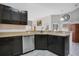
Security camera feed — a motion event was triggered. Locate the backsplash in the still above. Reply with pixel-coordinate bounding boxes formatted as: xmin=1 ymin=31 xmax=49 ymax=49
xmin=0 ymin=24 xmax=26 ymax=32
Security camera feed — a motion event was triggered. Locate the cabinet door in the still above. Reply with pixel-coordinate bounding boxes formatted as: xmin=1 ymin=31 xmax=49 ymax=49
xmin=2 ymin=6 xmax=11 ymax=23
xmin=23 ymin=36 xmax=34 ymax=53
xmin=0 ymin=4 xmax=3 ymax=23
xmin=12 ymin=36 xmax=22 ymax=55
xmin=0 ymin=37 xmax=12 ymax=56
xmin=35 ymin=35 xmax=47 ymax=50
xmin=55 ymin=36 xmax=65 ymax=55
xmin=48 ymin=35 xmax=56 ymax=52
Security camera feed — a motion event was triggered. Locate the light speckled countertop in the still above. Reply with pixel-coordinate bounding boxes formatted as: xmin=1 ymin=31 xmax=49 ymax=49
xmin=0 ymin=31 xmax=70 ymax=37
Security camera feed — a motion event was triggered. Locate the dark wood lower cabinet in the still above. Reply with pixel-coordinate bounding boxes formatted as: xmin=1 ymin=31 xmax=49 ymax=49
xmin=35 ymin=35 xmax=47 ymax=50
xmin=0 ymin=36 xmax=22 ymax=56
xmin=35 ymin=35 xmax=69 ymax=56
xmin=48 ymin=36 xmax=69 ymax=56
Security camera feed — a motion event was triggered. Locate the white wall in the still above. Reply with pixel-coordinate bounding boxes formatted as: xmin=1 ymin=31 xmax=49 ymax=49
xmin=32 ymin=16 xmax=51 ymax=30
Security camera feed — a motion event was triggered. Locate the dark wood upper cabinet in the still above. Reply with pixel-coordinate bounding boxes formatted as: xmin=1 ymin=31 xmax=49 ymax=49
xmin=0 ymin=4 xmax=27 ymax=25
xmin=69 ymin=24 xmax=79 ymax=43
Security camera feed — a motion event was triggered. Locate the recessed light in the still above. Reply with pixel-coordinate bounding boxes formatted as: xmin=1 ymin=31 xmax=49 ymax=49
xmin=74 ymin=4 xmax=78 ymax=7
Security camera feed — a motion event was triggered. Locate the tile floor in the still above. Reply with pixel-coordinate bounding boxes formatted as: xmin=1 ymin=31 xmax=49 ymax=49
xmin=22 ymin=33 xmax=79 ymax=56
xmin=21 ymin=50 xmax=57 ymax=56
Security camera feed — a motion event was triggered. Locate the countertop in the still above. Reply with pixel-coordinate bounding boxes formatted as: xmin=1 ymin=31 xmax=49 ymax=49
xmin=0 ymin=31 xmax=70 ymax=37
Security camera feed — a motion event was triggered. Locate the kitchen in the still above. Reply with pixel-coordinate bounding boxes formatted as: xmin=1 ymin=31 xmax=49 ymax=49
xmin=0 ymin=3 xmax=79 ymax=56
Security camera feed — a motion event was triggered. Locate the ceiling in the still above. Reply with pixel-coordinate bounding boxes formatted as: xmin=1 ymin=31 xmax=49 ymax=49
xmin=3 ymin=3 xmax=79 ymax=20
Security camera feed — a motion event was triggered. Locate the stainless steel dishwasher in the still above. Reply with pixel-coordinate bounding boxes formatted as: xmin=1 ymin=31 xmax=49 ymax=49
xmin=22 ymin=35 xmax=34 ymax=53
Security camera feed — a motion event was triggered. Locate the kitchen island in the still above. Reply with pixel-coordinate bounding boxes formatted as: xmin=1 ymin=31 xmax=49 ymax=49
xmin=0 ymin=31 xmax=69 ymax=56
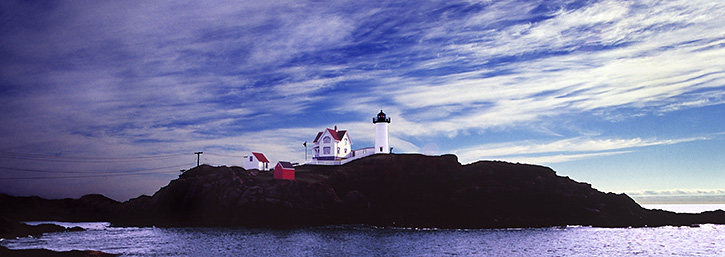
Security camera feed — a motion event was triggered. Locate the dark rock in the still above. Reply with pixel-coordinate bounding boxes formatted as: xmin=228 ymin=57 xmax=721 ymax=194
xmin=0 ymin=154 xmax=725 ymax=228
xmin=0 ymin=246 xmax=119 ymax=257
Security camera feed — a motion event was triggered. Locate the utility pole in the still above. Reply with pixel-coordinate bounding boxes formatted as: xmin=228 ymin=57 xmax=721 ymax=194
xmin=194 ymin=152 xmax=204 ymax=167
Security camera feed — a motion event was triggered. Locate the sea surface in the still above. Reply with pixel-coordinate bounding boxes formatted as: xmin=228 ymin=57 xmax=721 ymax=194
xmin=0 ymin=206 xmax=725 ymax=256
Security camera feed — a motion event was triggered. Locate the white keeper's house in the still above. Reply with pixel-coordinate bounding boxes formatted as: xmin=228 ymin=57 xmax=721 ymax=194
xmin=308 ymin=110 xmax=390 ymax=165
xmin=312 ymin=126 xmax=352 ymax=161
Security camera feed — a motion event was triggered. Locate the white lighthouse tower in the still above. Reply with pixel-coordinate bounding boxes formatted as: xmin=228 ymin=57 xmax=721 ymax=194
xmin=373 ymin=110 xmax=390 ymax=154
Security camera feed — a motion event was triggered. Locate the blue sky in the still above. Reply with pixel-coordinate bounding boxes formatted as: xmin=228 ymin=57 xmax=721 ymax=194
xmin=0 ymin=0 xmax=725 ymax=200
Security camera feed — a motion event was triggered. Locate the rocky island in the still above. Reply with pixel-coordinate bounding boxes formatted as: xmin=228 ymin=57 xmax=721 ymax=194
xmin=0 ymin=154 xmax=725 ymax=228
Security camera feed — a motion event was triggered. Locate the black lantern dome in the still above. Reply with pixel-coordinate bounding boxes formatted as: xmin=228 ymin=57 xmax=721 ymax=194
xmin=373 ymin=110 xmax=390 ymax=123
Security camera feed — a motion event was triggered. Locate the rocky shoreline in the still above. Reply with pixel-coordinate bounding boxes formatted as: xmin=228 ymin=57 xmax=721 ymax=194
xmin=0 ymin=154 xmax=725 ymax=228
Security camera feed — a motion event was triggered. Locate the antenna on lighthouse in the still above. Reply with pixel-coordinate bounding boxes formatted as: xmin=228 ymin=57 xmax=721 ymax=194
xmin=373 ymin=110 xmax=390 ymax=154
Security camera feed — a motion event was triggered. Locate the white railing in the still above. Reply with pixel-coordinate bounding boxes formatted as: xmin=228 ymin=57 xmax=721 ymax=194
xmin=307 ymin=147 xmax=375 ymax=165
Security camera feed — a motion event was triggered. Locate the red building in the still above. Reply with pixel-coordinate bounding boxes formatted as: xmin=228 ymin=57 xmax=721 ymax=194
xmin=274 ymin=162 xmax=295 ymax=180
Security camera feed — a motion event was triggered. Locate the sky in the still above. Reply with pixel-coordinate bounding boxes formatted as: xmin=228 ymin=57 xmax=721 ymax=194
xmin=0 ymin=0 xmax=725 ymax=203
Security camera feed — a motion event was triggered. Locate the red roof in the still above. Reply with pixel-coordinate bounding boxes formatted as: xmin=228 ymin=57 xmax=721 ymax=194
xmin=312 ymin=129 xmax=347 ymax=143
xmin=277 ymin=162 xmax=295 ymax=169
xmin=252 ymin=152 xmax=269 ymax=162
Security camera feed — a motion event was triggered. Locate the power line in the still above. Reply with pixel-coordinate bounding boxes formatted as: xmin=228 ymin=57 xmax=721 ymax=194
xmin=0 ymin=151 xmax=188 ymax=163
xmin=0 ymin=163 xmax=194 ymax=180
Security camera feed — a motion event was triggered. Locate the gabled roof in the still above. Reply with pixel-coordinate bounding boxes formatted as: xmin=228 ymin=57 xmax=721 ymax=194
xmin=277 ymin=162 xmax=295 ymax=169
xmin=312 ymin=128 xmax=347 ymax=143
xmin=252 ymin=152 xmax=269 ymax=162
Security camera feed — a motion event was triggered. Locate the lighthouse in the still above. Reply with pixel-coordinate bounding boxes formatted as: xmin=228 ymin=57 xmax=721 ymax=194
xmin=373 ymin=110 xmax=390 ymax=154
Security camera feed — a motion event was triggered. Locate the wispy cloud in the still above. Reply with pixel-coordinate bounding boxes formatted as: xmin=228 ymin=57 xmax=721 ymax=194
xmin=455 ymin=137 xmax=708 ymax=163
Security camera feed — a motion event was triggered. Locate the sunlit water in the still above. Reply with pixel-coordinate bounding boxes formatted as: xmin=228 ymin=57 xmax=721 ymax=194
xmin=0 ymin=204 xmax=725 ymax=256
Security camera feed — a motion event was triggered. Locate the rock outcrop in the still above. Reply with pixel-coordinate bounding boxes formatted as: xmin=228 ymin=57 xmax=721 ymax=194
xmin=114 ymin=154 xmax=725 ymax=228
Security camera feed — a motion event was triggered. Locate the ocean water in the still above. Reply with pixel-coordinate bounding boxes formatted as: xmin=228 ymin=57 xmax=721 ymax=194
xmin=0 ymin=203 xmax=725 ymax=256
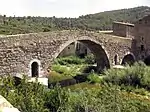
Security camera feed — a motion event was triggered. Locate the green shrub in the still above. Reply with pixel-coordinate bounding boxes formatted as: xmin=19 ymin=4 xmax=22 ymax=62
xmin=104 ymin=62 xmax=150 ymax=89
xmin=85 ymin=54 xmax=96 ymax=64
xmin=55 ymin=56 xmax=84 ymax=65
xmin=48 ymin=71 xmax=72 ymax=83
xmin=0 ymin=76 xmax=48 ymax=112
xmin=87 ymin=73 xmax=102 ymax=83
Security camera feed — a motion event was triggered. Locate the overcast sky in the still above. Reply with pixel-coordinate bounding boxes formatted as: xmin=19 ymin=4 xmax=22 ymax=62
xmin=0 ymin=0 xmax=150 ymax=17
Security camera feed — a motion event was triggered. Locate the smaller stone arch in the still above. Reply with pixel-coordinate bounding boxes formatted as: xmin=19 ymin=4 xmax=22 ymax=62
xmin=29 ymin=59 xmax=41 ymax=77
xmin=121 ymin=53 xmax=135 ymax=65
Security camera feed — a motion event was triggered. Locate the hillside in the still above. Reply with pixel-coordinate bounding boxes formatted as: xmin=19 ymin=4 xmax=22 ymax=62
xmin=0 ymin=6 xmax=150 ymax=34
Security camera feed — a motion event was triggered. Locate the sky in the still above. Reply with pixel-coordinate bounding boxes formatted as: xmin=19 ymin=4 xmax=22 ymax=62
xmin=0 ymin=0 xmax=150 ymax=17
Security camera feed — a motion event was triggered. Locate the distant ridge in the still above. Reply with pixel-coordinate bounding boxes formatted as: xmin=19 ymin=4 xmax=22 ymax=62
xmin=0 ymin=6 xmax=150 ymax=35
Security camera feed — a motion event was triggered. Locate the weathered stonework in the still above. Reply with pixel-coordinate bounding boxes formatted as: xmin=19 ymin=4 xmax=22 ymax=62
xmin=113 ymin=22 xmax=134 ymax=38
xmin=0 ymin=31 xmax=133 ymax=77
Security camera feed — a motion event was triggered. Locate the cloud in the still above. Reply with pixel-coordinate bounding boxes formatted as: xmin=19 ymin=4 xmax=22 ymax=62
xmin=0 ymin=0 xmax=150 ymax=17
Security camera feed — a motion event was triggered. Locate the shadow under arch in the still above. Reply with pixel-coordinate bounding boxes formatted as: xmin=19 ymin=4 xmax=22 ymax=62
xmin=121 ymin=53 xmax=135 ymax=66
xmin=144 ymin=55 xmax=150 ymax=66
xmin=50 ymin=37 xmax=110 ymax=72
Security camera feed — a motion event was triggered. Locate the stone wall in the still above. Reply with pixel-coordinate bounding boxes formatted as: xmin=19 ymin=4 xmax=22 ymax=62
xmin=135 ymin=16 xmax=150 ymax=60
xmin=0 ymin=31 xmax=132 ymax=77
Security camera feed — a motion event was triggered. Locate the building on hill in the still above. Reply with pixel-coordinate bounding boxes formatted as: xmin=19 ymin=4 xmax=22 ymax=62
xmin=113 ymin=21 xmax=134 ymax=38
xmin=134 ymin=15 xmax=150 ymax=64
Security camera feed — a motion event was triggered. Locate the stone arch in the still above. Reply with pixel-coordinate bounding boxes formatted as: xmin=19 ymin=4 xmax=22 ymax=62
xmin=121 ymin=53 xmax=135 ymax=65
xmin=49 ymin=37 xmax=110 ymax=72
xmin=144 ymin=55 xmax=150 ymax=66
xmin=29 ymin=59 xmax=41 ymax=77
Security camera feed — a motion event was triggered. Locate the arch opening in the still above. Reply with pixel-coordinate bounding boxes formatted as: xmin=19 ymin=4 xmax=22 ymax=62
xmin=144 ymin=55 xmax=150 ymax=66
xmin=121 ymin=54 xmax=135 ymax=66
xmin=31 ymin=62 xmax=39 ymax=77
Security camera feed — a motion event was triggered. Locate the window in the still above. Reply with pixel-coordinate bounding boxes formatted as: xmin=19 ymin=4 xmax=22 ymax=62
xmin=114 ymin=55 xmax=118 ymax=65
xmin=141 ymin=45 xmax=144 ymax=51
xmin=31 ymin=62 xmax=39 ymax=77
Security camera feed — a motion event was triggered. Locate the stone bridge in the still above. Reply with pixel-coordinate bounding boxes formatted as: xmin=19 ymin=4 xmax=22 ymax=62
xmin=0 ymin=31 xmax=134 ymax=77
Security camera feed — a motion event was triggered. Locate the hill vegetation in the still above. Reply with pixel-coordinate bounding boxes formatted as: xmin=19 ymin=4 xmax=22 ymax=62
xmin=0 ymin=6 xmax=150 ymax=34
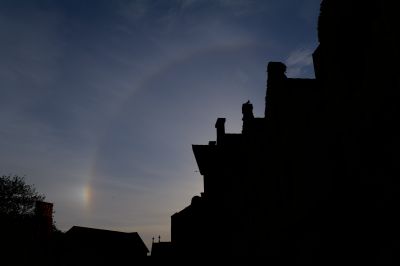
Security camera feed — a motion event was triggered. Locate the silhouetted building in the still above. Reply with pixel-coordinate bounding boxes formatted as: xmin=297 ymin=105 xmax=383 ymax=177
xmin=151 ymin=240 xmax=174 ymax=259
xmin=171 ymin=0 xmax=400 ymax=262
xmin=62 ymin=226 xmax=149 ymax=265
#####
Rescale the stretch of records above from the line containing "the white wall" through the line containing "xmin=69 ymin=24 xmax=79 ymax=43". Give every line again, requests included, with each bounding-box coordinate in the answers multiplied by 2.05 and rounded to a whole number (halves round up), leaving the numbers in the requests and their format samples as they are.

Security camera feed — a motion event was triggered. Locate the white wall in the still above. Reply with pixel-coordinate bounding boxes formatted as: xmin=1 ymin=31 xmax=49 ymax=49
xmin=66 ymin=33 xmax=105 ymax=62
Security camera feed — a motion event was triggered. Locate the dark wood upper cabinet in the still above. Reply with pixel-coordinate bounding boxes formatted as: xmin=1 ymin=31 xmax=49 ymax=49
xmin=0 ymin=8 xmax=55 ymax=51
xmin=141 ymin=49 xmax=162 ymax=88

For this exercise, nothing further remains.